— Page excerpt —
━━━━━━━━━━━━━━━━━━━━
- Born: Padaala Kalyani 31 October
- Occupation: Actress
- Years active: 2000–present
- Known for: Character roles in films
- Notable work: Performing harikatha continuously for 114 hours 45 minutes and 55 seconds.

= Karate Kalyani =

Indian actress

Padaala Kalyani (born 31 October), better known as Karate Kalyani, is an Indian character actress, comedian and harikatha artist from Vizianagaram, Andhra Pradesh. She works predominantly in Telugu cinema.

== Personal life ==
Padaala Kalyani was born on 31 October to Padaala Ramdas, who was a mridangam and harikatha artist in All India Radio, and Vijaya Lakshmi. She hails from Vizianagaram. She has two brothers. She holds a black belt in karate. In an interview, she said she is an avid believer in horoscope. She was married twice and divorced both her husbands. In an interview she said that she tried to commit suicide a few times due to problems in her family. In May 2022, Hyderabad Child Welfare Department alleged that Kalyani adopted a three-month child against the regulations. Kalyani denied the allegations and stated that she did not kidnap nor runaway with the child and that she was only giving care to the baby and was waiting for her to turn 1-year old so she could be legally adopted.
━━━━━━━━━━━━━━━━━━━━
— Written task 1 —
Can you copy the Karate Kalyani article from "- Born: Padaala" to "in Telugu cinema.", replacing "Telugu cinema" with "Telugu films"?
— Written task 2 —
In the Karate Kalyani article, why does Kalyani say she was waiting for the baby to turn one year old?
— Written task 3 —
What might come next in the Karate Kalyani article after its final sentence? Write a continuation.

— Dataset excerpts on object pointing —
━━━━━━━━━━━━━━━━━━━━
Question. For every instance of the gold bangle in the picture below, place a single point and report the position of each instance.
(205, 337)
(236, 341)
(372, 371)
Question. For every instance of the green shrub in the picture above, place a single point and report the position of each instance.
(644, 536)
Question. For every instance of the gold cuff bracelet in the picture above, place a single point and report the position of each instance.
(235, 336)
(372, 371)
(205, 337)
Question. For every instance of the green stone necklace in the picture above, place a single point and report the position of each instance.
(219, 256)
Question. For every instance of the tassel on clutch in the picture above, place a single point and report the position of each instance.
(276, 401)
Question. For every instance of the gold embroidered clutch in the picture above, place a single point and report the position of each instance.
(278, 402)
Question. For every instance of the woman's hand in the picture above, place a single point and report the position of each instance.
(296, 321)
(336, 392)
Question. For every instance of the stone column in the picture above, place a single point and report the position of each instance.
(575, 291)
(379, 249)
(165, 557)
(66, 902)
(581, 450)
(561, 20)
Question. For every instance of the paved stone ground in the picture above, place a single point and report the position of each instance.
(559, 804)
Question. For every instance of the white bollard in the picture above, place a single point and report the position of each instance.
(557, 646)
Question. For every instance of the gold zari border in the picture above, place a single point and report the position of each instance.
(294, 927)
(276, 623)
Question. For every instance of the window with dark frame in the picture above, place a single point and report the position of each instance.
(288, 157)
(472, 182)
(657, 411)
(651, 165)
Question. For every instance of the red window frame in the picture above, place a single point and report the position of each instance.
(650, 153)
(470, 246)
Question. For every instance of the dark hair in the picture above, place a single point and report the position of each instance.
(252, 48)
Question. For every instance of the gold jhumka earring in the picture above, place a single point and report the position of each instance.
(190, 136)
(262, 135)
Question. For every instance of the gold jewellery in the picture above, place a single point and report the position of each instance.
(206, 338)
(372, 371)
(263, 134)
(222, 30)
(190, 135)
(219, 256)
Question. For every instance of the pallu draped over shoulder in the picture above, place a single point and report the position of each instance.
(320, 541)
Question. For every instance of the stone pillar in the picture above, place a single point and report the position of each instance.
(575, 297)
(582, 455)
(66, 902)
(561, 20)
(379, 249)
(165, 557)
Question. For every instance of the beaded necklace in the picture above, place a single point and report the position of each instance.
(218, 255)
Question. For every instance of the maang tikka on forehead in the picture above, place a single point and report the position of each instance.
━━━━━━━━━━━━━━━━━━━━
— Written answer 1 —
- Born: Padaala Kalyani 31 October
- Occupation: Actress
- Years active: 2000–present
- Known for: Character roles in films
- Notable work: Performing harikatha continuously for 114 hours 45 minutes and 55 seconds.

= Karate Kalyani =

Indian actress

Padaala Kalyani (born 31 October), better known as Karate Kalyani, is an Indian character actress, comedian and harikatha artist from Vizianagaram, Andhra Pradesh. She works predominantly in Telugu films.

— Written answer 2 —
She says she was waiting for the baby to turn one year old so that the child could then be legally adopted. Until then, she says, she was only caring for the baby.

— Written answer 3 —
== Career ==
Kalyani predominantly works in the Telugu cinema and is known for her roles in films like Krishna, Chatrapathi and Mirapakay. She has also done some vamp characters in films. She established Adhibhatla Kalapeetham to promote harikatha. In June 2015, she entered in to the Limca Book of Records for performing harikatha continuously for 114 hours 45 minutes and 55 seconds. She participated in a debate on the casting couch phenomenon with Sri Reddy Mallidi. She did not support her because of her false allegations and assaulted her on live television. In 2020, she participated in the Telugu reality TV show Bigg Boss in season 4 hosted by Nagarjuna as a contestant.

== Filmography ==

- Evadra Rowdy (2001)
- Vechivunta (2001)
- Aadi (2002)
- Seema Simham (2002)
- Maa Alludu Very Good (2003)
- Lakshmi Narasimha (2004)
- Shankar Dada M.B.B.S. (2004)
- Leela Mahal Center (2004)
- Vijayendra Varma (2004)
- Chatrapathi (2005)
- Godavari (2006)
- Navvule Navvulu (2007)
- Krishna (2008)
- Drona (2009)
- Naa Style Veru (2009)
- Mirapakay (2011)
- Aadu Magaadra Bujji (2013)
- Police Paparao (2015)
- Yevade Subramanyam (2015)
- A Aa (2016)
- Guntur Talkies (2016)
- Nenu Local (2017)
- Goutham Nanda (2017)
- Raja the Great (2017)
- Arjun Suravaram (2019)
- Gaali Sampath (2021)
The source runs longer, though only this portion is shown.